§ **Required action**:
Of the entries below, return exactly those lines that fall between the one containing "645L623 657L628 649L622" and the one containing "positive clicks: (625, 643) (620, 655)", the two end lines included.
- - -
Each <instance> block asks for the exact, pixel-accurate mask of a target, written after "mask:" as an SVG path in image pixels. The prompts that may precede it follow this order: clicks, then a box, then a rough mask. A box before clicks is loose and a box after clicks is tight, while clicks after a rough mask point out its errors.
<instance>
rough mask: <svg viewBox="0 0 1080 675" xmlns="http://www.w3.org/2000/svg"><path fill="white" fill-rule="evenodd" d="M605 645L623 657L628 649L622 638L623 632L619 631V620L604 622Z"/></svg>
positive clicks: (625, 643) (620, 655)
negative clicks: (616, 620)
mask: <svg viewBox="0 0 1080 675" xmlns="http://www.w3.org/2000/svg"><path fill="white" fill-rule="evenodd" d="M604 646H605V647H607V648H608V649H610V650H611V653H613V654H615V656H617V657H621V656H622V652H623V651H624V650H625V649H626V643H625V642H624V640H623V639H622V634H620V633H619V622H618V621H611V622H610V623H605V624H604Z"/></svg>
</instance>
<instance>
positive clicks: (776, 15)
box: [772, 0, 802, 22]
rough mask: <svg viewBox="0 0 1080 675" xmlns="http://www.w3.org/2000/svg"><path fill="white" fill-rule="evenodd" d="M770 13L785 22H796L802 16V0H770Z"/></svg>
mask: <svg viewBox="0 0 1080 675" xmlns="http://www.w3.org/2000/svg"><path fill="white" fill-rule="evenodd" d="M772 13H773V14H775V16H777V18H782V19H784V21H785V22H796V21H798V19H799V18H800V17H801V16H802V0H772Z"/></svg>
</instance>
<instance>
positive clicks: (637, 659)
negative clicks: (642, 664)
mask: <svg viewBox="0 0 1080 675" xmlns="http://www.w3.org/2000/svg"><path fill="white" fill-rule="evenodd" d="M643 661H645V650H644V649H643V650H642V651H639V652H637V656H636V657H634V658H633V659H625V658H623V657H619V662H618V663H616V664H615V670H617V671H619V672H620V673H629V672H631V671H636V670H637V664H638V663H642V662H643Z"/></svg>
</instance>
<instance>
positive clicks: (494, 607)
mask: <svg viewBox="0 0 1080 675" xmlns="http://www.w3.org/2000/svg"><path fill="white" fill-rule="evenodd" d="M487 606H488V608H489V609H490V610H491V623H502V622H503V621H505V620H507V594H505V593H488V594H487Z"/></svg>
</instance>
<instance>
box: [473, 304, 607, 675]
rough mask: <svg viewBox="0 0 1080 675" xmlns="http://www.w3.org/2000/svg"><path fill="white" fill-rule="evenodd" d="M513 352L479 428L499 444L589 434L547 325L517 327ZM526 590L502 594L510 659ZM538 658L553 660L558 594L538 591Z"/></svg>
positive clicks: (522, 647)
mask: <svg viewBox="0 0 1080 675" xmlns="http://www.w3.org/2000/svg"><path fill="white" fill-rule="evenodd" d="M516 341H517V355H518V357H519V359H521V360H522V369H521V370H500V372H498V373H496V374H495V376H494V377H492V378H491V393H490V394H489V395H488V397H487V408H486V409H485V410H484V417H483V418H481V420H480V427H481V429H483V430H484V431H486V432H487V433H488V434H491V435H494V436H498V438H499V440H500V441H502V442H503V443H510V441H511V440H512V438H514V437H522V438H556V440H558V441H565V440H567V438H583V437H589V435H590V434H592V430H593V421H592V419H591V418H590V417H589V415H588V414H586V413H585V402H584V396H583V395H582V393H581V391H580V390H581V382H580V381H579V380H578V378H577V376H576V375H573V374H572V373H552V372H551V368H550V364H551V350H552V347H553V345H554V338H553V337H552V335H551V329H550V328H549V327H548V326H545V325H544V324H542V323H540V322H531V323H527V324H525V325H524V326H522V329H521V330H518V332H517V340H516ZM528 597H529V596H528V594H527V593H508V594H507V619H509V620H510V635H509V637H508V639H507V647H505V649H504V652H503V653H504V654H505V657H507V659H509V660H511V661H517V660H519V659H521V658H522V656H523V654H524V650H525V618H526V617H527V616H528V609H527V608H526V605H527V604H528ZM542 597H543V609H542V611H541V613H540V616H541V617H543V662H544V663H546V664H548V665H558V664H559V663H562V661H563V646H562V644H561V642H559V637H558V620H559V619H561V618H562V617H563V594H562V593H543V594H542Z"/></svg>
- - -
§ **Task answer**:
rough mask: <svg viewBox="0 0 1080 675" xmlns="http://www.w3.org/2000/svg"><path fill="white" fill-rule="evenodd" d="M605 645L623 657L628 649L622 638L623 632L619 631V620L604 622Z"/></svg>
positive clicks: (625, 643) (620, 655)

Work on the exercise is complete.